[Point localization data]
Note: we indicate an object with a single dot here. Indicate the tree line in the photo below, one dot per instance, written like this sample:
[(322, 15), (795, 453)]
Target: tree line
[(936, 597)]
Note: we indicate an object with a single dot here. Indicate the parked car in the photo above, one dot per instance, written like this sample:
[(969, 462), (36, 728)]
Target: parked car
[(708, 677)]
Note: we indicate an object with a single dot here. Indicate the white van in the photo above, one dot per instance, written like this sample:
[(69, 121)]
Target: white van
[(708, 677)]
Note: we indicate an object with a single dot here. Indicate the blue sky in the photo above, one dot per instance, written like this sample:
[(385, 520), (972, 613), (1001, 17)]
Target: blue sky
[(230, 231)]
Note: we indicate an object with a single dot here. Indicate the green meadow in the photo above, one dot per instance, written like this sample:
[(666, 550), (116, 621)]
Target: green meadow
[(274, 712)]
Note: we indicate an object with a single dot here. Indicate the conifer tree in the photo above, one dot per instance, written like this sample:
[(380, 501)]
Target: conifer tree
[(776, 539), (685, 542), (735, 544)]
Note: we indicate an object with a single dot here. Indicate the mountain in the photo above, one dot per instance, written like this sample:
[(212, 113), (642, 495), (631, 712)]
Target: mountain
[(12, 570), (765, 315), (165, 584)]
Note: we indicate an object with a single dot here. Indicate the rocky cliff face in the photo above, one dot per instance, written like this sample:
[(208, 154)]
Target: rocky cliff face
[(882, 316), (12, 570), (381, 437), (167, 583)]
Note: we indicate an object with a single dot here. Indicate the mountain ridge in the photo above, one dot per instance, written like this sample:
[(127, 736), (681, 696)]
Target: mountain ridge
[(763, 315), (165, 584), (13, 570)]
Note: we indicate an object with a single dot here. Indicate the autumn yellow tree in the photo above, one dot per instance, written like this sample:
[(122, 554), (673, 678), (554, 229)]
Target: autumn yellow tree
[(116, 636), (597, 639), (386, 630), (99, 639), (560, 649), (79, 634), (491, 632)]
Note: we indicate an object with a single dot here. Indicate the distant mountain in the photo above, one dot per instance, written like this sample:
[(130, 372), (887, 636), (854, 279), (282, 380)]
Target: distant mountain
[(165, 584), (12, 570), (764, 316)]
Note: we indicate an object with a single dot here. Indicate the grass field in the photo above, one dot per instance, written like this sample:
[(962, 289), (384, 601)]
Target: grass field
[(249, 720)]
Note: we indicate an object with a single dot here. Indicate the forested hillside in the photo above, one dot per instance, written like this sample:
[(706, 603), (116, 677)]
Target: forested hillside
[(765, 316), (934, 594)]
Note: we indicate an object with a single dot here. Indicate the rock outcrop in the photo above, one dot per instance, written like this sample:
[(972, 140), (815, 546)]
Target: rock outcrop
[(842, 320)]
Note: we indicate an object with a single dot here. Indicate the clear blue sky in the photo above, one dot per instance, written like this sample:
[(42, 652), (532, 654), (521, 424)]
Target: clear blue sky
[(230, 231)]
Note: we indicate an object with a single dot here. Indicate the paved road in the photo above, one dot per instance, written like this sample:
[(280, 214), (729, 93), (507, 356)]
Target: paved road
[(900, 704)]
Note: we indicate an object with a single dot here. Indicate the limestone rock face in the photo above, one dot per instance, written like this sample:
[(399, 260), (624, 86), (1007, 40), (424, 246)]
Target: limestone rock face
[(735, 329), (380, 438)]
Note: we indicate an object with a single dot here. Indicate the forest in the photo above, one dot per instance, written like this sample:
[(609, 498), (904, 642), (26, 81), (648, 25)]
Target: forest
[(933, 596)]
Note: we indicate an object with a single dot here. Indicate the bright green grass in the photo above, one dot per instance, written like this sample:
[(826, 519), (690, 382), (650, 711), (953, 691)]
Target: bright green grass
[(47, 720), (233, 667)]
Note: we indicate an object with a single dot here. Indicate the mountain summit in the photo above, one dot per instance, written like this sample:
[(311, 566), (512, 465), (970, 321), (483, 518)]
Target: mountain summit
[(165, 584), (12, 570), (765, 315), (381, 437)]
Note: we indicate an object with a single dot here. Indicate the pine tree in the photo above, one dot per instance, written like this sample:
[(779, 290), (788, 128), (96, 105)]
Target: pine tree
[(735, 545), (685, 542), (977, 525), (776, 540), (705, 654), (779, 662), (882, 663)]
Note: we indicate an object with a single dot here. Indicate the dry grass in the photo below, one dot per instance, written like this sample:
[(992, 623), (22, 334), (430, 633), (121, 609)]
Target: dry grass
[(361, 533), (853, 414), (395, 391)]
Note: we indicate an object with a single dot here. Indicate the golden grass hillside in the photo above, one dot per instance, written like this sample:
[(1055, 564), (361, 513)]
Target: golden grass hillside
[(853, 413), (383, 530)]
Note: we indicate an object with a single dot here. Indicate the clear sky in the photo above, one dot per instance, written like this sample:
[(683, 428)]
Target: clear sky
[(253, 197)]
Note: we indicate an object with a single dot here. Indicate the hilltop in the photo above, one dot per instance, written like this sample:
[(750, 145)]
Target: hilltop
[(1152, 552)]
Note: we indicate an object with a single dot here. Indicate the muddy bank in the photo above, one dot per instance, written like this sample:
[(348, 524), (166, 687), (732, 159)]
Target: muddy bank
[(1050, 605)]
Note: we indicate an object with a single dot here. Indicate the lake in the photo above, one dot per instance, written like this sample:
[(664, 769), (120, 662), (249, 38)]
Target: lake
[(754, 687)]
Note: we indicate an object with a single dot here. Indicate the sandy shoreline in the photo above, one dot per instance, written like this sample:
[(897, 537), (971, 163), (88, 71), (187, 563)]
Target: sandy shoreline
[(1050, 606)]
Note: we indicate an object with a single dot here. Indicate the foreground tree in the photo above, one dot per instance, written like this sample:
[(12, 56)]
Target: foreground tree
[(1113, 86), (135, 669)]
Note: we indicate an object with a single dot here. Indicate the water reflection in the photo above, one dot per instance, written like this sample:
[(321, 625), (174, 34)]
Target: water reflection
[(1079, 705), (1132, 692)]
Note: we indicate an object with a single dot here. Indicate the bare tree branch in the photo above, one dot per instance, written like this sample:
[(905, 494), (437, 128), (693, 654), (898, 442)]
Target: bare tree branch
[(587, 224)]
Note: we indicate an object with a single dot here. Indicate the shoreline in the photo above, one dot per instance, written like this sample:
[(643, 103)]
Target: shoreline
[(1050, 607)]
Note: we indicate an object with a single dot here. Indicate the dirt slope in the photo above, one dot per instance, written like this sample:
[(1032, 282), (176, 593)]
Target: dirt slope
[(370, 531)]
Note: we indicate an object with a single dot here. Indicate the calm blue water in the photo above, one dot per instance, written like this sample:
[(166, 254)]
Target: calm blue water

**Task**. Only the lines from the one bearing "Target: lake" through the end of the entries above belong in the answer, each one exactly as given.

**Answer for this exercise**.
Target: lake
[(754, 687)]
Note: we indicate an object with a single dot here. Indicate the sandy shoreline in the photo above, one dot per instance, written like this sample:
[(897, 537), (971, 163), (88, 71), (187, 563)]
Target: sandy shoreline
[(1050, 606)]
Note: we indicate an object with a single dot here. Indicate the foreground tree in the photo above, one dot per instance, written like this sample:
[(12, 56)]
Target: foreground tree
[(1113, 86), (135, 669)]
Note: we indicate an object with a single dot here. Indicate the water reflection in the photo above, one dot per instance, written like this sample:
[(321, 625), (174, 34)]
Target: water reflection
[(1079, 705), (1132, 692)]
Note: we indicate an object with a single dot here. Indicate the bare tree branch in the photo above, one dot per instance, written like this sample:
[(905, 494), (437, 128), (693, 654), (898, 442)]
Target: bare tree branch
[(587, 224)]
Note: we indicate an object with a single dot here. Indicate the shoreline in the photo above, one dot per instance, written like this sample:
[(643, 103)]
Target: shoreline
[(1050, 607)]
Note: we indicate an object with a single dot here. Indicate the dirt slope in the photo above, one dot per instance, written like this sample:
[(1032, 282), (176, 593)]
Target: dirt slope
[(370, 531)]
Note: we indicate an object with a single dot here. Indicate the calm blue water in the photo above, one dot per instance, written like this sample:
[(166, 254)]
Target: calm blue water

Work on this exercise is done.